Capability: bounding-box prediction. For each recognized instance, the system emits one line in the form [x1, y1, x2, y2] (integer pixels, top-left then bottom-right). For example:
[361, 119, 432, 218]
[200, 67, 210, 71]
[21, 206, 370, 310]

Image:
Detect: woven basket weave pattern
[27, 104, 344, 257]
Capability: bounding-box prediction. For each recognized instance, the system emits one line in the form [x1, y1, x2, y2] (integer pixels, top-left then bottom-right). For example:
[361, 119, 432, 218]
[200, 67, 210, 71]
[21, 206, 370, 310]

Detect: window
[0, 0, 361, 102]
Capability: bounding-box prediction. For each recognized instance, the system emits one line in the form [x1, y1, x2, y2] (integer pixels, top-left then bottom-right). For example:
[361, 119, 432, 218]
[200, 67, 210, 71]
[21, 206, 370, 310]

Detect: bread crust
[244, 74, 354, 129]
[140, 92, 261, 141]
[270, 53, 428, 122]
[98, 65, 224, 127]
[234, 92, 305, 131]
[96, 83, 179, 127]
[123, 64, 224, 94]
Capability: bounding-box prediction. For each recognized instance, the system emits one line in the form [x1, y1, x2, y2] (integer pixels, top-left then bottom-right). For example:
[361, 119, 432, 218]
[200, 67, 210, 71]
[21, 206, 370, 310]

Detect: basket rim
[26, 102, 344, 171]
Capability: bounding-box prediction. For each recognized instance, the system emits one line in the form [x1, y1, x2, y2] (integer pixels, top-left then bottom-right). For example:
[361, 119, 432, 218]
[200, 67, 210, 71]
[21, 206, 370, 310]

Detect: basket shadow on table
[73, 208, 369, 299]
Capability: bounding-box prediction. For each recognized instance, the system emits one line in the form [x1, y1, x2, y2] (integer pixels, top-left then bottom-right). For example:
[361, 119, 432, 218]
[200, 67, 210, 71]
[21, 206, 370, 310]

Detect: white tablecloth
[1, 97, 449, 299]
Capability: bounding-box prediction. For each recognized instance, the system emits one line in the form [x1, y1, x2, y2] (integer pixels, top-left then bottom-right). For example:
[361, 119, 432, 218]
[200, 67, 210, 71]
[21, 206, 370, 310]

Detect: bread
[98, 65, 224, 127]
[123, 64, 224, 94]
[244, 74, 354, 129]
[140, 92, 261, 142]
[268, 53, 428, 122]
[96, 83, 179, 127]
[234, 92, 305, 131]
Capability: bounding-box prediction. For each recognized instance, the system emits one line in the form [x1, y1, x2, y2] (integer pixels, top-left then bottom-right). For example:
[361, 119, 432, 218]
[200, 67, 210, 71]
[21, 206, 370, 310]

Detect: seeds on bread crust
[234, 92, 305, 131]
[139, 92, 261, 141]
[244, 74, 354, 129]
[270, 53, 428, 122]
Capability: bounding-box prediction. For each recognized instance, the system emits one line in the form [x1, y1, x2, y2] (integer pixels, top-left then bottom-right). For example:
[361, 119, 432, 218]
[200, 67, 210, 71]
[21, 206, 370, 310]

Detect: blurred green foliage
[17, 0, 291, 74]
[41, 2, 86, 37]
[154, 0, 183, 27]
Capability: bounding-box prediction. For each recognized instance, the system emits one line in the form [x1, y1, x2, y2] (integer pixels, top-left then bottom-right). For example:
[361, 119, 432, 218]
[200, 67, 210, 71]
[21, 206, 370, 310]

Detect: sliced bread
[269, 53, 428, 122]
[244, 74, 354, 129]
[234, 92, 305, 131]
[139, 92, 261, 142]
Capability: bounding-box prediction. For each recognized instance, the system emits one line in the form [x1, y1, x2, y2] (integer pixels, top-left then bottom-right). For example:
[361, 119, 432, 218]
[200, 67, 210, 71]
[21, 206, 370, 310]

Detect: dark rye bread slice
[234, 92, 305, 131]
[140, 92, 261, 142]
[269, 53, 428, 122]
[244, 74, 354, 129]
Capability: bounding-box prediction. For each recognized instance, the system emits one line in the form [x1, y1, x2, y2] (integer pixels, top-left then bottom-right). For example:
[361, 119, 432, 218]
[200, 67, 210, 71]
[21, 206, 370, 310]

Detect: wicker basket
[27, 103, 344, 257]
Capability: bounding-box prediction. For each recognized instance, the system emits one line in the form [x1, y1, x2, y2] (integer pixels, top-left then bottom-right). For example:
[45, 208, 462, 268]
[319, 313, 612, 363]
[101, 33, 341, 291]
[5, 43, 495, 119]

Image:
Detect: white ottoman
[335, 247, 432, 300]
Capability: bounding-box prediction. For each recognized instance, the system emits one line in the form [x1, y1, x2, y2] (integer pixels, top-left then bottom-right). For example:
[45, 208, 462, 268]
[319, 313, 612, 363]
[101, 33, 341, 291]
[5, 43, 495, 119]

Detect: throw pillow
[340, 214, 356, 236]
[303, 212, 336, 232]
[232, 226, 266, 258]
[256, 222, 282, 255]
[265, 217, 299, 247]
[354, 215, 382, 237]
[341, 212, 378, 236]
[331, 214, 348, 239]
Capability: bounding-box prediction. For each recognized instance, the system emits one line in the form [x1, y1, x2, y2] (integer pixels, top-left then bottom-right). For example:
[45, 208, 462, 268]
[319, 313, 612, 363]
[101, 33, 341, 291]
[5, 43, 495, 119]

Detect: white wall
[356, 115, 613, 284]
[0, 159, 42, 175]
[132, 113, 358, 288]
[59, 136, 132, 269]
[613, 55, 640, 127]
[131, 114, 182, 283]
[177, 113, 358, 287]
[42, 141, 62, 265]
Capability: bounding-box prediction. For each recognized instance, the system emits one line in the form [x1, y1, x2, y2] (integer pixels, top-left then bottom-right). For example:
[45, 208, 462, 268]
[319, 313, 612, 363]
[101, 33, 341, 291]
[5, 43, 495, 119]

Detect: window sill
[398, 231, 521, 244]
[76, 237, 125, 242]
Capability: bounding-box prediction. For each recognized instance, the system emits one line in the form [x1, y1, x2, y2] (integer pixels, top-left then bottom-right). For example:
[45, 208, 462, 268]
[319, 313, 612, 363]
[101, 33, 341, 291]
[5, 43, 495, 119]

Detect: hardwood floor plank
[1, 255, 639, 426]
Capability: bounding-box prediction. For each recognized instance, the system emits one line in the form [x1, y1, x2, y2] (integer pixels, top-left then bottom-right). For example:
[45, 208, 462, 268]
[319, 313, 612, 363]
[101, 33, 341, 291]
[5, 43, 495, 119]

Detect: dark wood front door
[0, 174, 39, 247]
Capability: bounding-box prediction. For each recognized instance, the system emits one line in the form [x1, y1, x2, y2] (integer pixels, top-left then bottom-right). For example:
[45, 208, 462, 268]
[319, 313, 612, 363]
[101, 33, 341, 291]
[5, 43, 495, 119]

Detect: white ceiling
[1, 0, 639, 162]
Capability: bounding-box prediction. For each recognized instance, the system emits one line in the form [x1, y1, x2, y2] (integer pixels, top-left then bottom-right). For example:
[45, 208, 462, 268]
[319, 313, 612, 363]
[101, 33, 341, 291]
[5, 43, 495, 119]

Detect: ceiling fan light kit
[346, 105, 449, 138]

::::::

→ Work instruction
The entries above should be copied out exactly, with none left out.

→ Output
Capability: bounding-box prediction. For each recognized instance, the system emits one line in the form [x1, y1, x2, y2] (integer pixels, top-left then bottom-right). For example:
[361, 119, 432, 218]
[200, 67, 210, 71]
[21, 206, 370, 310]

Image:
Detect: woven basket weave pattern
[27, 104, 344, 257]
Capability: bounding-box prediction. For each recognized instance, the system emits one line in the form [x1, y1, x2, y2] (integer pixels, top-left then bottom-right). For example:
[361, 119, 432, 218]
[200, 67, 210, 71]
[21, 206, 370, 310]

Detect: window
[0, 0, 361, 102]
Capability: bounding-box prediction. For each recognized instance, the system emits one line in the form [x1, y1, x2, y2] (integer pixels, top-left then bottom-right). For example:
[361, 119, 432, 218]
[200, 67, 210, 71]
[21, 206, 370, 310]

Detect: bread crust
[244, 74, 354, 129]
[140, 92, 261, 141]
[270, 53, 428, 122]
[98, 65, 224, 127]
[234, 92, 305, 131]
[96, 83, 179, 127]
[123, 64, 224, 94]
Capability: bounding-box prediction. For each recognized instance, the system emits one line in the form [x1, y1, x2, y2] (integer pixels, top-left then bottom-right). For example:
[361, 119, 432, 218]
[200, 67, 210, 71]
[21, 206, 370, 310]

Detect: basket rim
[26, 102, 344, 171]
Capability: bounding-box prediction. For each recognized instance, the system emits one line in the form [x1, y1, x2, y2] (integer pixels, top-left then bottom-right). For example:
[361, 119, 432, 218]
[200, 67, 210, 71]
[21, 206, 370, 310]

Detect: basket shadow on table
[73, 208, 369, 299]
Capability: bounding-box prediction. For each recognized instance, the system emits one line in the form [x1, y1, x2, y2] (integer pixels, top-left then bottom-right). For example:
[361, 119, 432, 218]
[200, 67, 210, 71]
[21, 206, 370, 310]

Detect: white tablecloth
[1, 97, 449, 299]
Capability: bounding-box prediction. For each recognized instance, the system emits one line in the form [x1, y1, x2, y2] (integer pixels, top-left then bottom-right). For example:
[361, 119, 432, 218]
[200, 67, 210, 71]
[21, 206, 370, 310]

Detect: bread
[98, 65, 224, 127]
[123, 64, 224, 94]
[244, 74, 354, 129]
[140, 92, 261, 142]
[268, 53, 428, 122]
[96, 83, 179, 127]
[234, 92, 305, 131]
Capability: bounding-box prediction. For each recognized instance, the system emits one line in the form [x1, y1, x2, y2] (integer pixels, top-left then bottom-right). For example:
[361, 119, 432, 218]
[200, 67, 210, 71]
[21, 206, 370, 310]

Detect: seeds on bread crust
[234, 92, 305, 131]
[139, 92, 261, 141]
[244, 74, 354, 129]
[270, 53, 428, 122]
Capability: bounding-box prediction. For each recognized instance, the system emits one line in the form [x1, y1, x2, y2] (integer pixels, top-left then bottom-right). For example:
[361, 119, 432, 218]
[200, 67, 210, 71]
[21, 206, 370, 310]

Detect: blurred green foliage
[17, 0, 291, 74]
[41, 2, 86, 37]
[154, 0, 183, 27]
Capability: bounding-box prediction. For each recognized instance, the system emits one line in the form [x1, y1, x2, y2] (integer pixels, top-left then bottom-right). For example:
[361, 119, 432, 218]
[200, 67, 210, 71]
[21, 206, 370, 310]

Detect: sliced bread
[269, 53, 428, 122]
[244, 74, 354, 129]
[234, 92, 305, 131]
[139, 92, 261, 142]
Capability: bounding-box prediction. For each recognized instance, the system emits one line in the form [x1, y1, x2, y2] (integer pixels, top-left then bottom-right). For example:
[361, 119, 432, 218]
[200, 67, 210, 71]
[21, 206, 370, 310]

Detect: dark rye bread slice
[234, 92, 305, 131]
[140, 92, 261, 142]
[269, 53, 428, 122]
[244, 74, 354, 129]
Capability: bounding-box prediction. For each recognized instance, the system emits one line in the form [x1, y1, x2, y2] (integer pixels, top-left then bottom-right). For example:
[361, 119, 432, 218]
[200, 67, 210, 71]
[21, 206, 370, 310]

Detect: wicker basket
[27, 103, 344, 257]
Capability: bounding-box prediction. For each recognized instance, the system emits one line in the form [x1, y1, x2, y2] (integer pixels, top-left then bottom-right). For example:
[45, 208, 462, 268]
[319, 313, 612, 363]
[101, 33, 341, 291]
[5, 43, 495, 119]

Image:
Detect: white ottoman
[335, 247, 432, 300]
Capability: bounding-box prediction. For each recognized instance, the system emits one line in the form [x1, y1, x2, y2] (integer pixels, top-left then bottom-right). For example:
[45, 208, 462, 268]
[319, 313, 612, 363]
[101, 33, 341, 291]
[5, 43, 495, 119]

Detect: throw pillow
[340, 214, 356, 236]
[303, 212, 336, 232]
[232, 226, 266, 258]
[256, 222, 282, 255]
[265, 217, 299, 247]
[354, 215, 382, 237]
[341, 212, 378, 236]
[331, 214, 348, 239]
Capability: bounding-box prediction. For each recognized instance, the system emits one line in the form [x1, y1, x2, y2] (integer pixels, top-left then bottom-right). For example:
[45, 208, 462, 268]
[319, 313, 612, 363]
[101, 33, 341, 291]
[5, 43, 495, 119]

Detect: white wall
[356, 115, 613, 284]
[0, 159, 42, 175]
[132, 113, 358, 288]
[59, 136, 132, 269]
[613, 55, 640, 127]
[131, 114, 182, 283]
[177, 113, 358, 287]
[42, 141, 62, 265]
Capability: bounding-box prediction. For each recognized instance, the system emits one line in the form [x1, y1, x2, y2] (integer pixels, top-left then bottom-right). For example:
[45, 208, 462, 268]
[319, 313, 612, 363]
[101, 33, 341, 291]
[5, 43, 495, 119]

Detect: window sill
[398, 231, 521, 244]
[76, 237, 125, 242]
Capability: bounding-box prediction. For each recognized instance, the system emits one line in the form [x1, y1, x2, y2] (integer pixels, top-left then bottom-right). For example:
[45, 208, 462, 268]
[319, 313, 612, 363]
[101, 33, 341, 291]
[5, 43, 495, 119]

Detect: hardwood floor plank
[1, 255, 639, 426]
Capability: bounding-box prediction. For each recognized instance, the system emits one line in the form [x1, y1, x2, y2] (integer pixels, top-left then bottom-right). For example:
[45, 208, 462, 268]
[319, 313, 612, 363]
[101, 33, 341, 291]
[5, 43, 495, 119]

Detect: dark wood front door
[0, 174, 39, 247]
Capability: bounding-box prediction. For each recognized instance, the system emits one line in the form [x1, y1, x2, y2] (integer pixels, top-left then bottom-right). For example:
[45, 208, 462, 268]
[319, 313, 612, 363]
[101, 33, 341, 291]
[5, 43, 495, 119]

Detect: white ceiling
[1, 0, 639, 162]
Capability: bounding-box prediction. For each recognized instance, the system emits one line in the form [x1, y1, x2, y2] (integer pixels, top-left then bottom-right). For example:
[45, 208, 462, 268]
[319, 313, 612, 363]
[101, 33, 341, 291]
[5, 43, 495, 119]

Detect: ceiling fan light kit
[346, 105, 449, 138]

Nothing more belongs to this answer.